▸ Problem: The data beneath this task is to be duplicated exactly, in its entirety.

▸ Data under study:
-- Opening Marker --
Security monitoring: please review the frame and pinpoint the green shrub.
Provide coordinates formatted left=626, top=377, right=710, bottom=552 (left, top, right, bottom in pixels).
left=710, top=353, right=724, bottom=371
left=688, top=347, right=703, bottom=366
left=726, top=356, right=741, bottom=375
-- Closing Marker --
▸ Answer to this exercise:
Security monitoring: please review the frame and pinpoint the green shrub.
Provide coordinates formatted left=626, top=377, right=710, bottom=552 (left, top, right, bottom in pixels).
left=710, top=353, right=724, bottom=371
left=688, top=347, right=703, bottom=366
left=726, top=356, right=741, bottom=375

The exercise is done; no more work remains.